(Data entries)
****************
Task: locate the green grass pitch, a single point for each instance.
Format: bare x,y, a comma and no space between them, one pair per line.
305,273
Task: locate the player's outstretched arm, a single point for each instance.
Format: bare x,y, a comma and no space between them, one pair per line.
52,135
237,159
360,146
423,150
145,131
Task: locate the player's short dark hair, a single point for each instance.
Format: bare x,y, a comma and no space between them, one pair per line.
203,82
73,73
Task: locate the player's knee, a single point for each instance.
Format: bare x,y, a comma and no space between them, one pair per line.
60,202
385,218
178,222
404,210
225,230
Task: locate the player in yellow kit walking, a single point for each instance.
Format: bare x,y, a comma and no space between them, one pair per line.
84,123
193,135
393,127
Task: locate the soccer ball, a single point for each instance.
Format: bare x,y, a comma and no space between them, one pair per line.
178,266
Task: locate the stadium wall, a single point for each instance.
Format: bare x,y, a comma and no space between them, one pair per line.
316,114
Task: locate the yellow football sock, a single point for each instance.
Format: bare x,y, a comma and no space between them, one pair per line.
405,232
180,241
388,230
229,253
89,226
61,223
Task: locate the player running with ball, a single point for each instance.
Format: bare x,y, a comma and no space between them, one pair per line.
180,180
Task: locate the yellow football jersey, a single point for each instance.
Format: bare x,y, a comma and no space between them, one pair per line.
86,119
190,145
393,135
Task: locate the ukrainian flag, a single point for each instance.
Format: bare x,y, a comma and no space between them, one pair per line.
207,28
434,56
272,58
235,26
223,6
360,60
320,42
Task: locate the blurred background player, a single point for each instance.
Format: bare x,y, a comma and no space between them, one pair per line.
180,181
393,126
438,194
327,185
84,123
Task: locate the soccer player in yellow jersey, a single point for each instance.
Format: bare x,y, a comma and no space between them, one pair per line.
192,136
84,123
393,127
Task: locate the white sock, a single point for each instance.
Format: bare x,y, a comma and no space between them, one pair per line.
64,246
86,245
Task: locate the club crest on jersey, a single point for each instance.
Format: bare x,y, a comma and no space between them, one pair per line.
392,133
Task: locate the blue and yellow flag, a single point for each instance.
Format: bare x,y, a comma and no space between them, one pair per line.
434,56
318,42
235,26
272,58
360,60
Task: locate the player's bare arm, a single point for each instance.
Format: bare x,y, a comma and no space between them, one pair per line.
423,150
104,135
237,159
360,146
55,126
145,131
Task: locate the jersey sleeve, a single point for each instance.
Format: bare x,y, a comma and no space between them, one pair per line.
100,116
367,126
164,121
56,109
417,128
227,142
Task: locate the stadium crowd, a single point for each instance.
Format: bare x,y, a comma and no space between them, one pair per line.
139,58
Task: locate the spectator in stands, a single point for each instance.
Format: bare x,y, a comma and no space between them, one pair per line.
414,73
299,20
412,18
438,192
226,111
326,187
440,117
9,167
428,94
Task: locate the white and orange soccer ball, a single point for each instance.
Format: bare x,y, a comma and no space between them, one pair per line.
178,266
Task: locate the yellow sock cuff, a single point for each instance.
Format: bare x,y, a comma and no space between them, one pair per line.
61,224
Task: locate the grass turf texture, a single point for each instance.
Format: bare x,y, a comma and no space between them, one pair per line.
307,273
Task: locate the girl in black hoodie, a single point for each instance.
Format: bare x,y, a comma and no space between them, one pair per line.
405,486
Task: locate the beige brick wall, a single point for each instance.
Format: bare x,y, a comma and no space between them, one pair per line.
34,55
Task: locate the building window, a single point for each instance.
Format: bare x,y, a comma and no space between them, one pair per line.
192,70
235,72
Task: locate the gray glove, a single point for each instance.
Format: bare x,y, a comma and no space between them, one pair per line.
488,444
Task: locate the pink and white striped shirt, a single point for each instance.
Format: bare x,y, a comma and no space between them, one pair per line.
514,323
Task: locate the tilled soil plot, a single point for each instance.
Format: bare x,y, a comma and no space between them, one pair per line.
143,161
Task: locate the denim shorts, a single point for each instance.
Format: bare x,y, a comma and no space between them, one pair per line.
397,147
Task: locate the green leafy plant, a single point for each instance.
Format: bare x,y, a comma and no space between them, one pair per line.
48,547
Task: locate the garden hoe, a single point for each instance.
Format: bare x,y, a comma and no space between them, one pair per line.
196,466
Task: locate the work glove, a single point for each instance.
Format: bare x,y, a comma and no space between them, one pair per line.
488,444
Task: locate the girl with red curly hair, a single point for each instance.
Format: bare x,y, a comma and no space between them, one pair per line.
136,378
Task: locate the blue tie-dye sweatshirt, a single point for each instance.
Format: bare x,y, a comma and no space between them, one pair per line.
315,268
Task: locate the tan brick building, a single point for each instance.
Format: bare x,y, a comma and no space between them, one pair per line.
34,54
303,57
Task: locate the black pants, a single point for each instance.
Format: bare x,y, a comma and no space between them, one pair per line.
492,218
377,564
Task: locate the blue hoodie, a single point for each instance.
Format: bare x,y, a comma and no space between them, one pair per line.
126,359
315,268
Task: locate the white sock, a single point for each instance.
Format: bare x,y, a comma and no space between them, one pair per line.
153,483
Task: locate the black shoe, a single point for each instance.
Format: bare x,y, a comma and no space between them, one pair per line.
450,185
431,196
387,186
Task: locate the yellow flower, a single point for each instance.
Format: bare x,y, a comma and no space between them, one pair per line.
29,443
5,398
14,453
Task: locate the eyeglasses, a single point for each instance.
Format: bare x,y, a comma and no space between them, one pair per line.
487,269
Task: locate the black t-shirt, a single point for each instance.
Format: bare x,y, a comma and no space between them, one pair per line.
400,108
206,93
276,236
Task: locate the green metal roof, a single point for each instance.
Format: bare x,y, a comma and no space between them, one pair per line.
****************
» **Instructions for the task**:
Copy word for word the rows above, starting at the line that has "Task: locate the garden" and going through the last line of the rows.

» **Answer to this exercise**:
Task: locate the garden hoe, a single point for each instance.
Format: bare x,y, a comma and no space between them, one pair per line.
196,466
Task: locate the work glove, a single point for each instance.
Format: bare x,y, a comma and no space between them, one pair per line.
488,444
Task: locate the girl with red curly hair, a single point for each instance.
Format: bare x,y, a comma and no space between them, one pair per line.
136,378
Task: locate the blue tie-dye sweatshirt, a single point for each instance.
Format: bare x,y, a comma and no space between them, one pair per line.
315,268
Task: locate the tan brick building, a single point for each instance.
Format: bare x,y, a comma and no space between them, one pair per line.
34,54
303,57
Task: locate the black pants, a single point for each instance.
Format: bare x,y, a comma and no space between them, one pair per line.
492,218
377,564
Task: locate the blue hoodie, a single point for each instance.
Format: bare x,y, a comma and no space between them, one pair per line.
126,359
315,268
Task: locate the white sock, a single point for each instance.
Format: bare x,y, a comma and no space between them, one pair per line.
153,483
Task: locate the black shoe, a single point for each instance.
Format: bare x,y, a comma and no space between them, one pair per line.
450,185
431,196
387,186
Task: locate the yellow flower, a single point for each instance.
Format: bare x,y, a comma and no space between them, one pair per line.
29,443
5,398
14,453
Task: locate the eyeglasses, a single point for each instance.
Format: bare x,y, a comma and no space between them, one pair per line.
487,269
Task: locate the black t-shirt, a single point for each instance.
Format: bare x,y, a comma and no space between them, one pair per line.
400,108
206,93
276,236
Task: locate the green metal roof, a single point for each instance.
Format: bare x,y, a comma and no space between them, one pair per line.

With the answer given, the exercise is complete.